§ DATA FOR THIS EXERCISE:
------------------------

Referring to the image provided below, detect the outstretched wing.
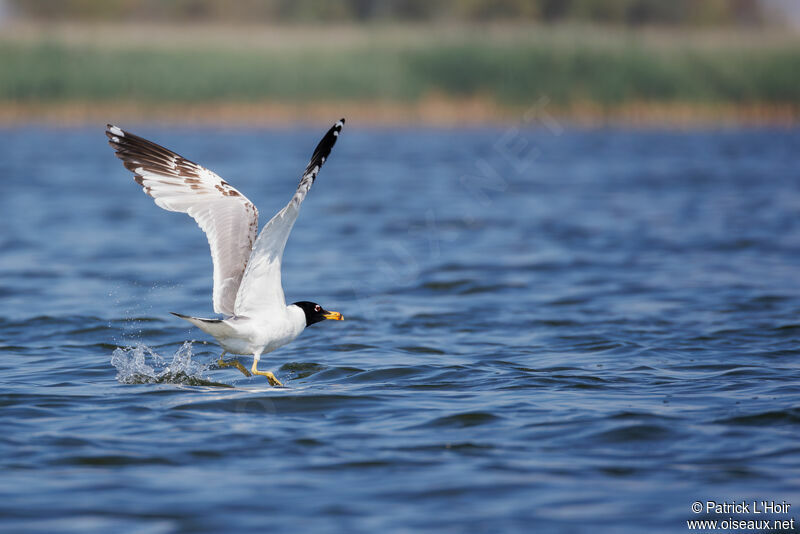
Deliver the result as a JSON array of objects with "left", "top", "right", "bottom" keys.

------------------------

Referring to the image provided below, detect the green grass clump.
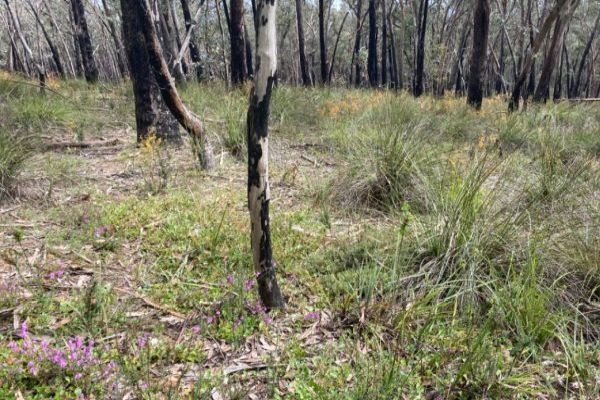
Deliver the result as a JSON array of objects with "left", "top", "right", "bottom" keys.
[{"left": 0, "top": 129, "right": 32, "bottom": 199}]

------------------------

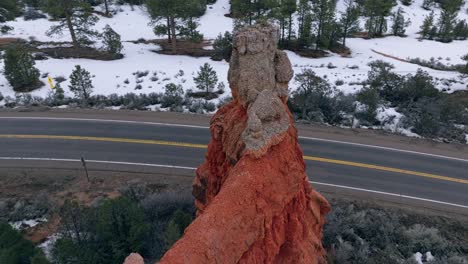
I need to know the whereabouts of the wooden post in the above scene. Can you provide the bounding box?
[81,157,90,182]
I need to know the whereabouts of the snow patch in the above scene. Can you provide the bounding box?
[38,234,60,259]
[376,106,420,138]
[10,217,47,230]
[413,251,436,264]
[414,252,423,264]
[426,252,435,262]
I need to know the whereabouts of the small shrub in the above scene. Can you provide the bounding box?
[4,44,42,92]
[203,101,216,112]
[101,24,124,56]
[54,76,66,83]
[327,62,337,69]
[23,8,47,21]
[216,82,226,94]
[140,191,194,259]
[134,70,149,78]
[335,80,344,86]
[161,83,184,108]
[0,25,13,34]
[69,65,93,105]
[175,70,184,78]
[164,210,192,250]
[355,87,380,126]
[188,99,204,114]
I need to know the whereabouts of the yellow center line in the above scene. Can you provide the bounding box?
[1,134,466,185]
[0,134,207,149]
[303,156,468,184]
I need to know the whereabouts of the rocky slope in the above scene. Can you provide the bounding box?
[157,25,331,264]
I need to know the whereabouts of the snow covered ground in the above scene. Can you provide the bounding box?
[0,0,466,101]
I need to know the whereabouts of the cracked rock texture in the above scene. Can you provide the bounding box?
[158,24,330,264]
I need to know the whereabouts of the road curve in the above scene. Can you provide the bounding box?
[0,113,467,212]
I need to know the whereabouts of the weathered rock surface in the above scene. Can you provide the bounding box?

------------------------

§ EXERCISE GOAL:
Every line in the records above that holds "Referring" counts once; state the total and nothing else.

§ ANSWER FOR THE TASK:
2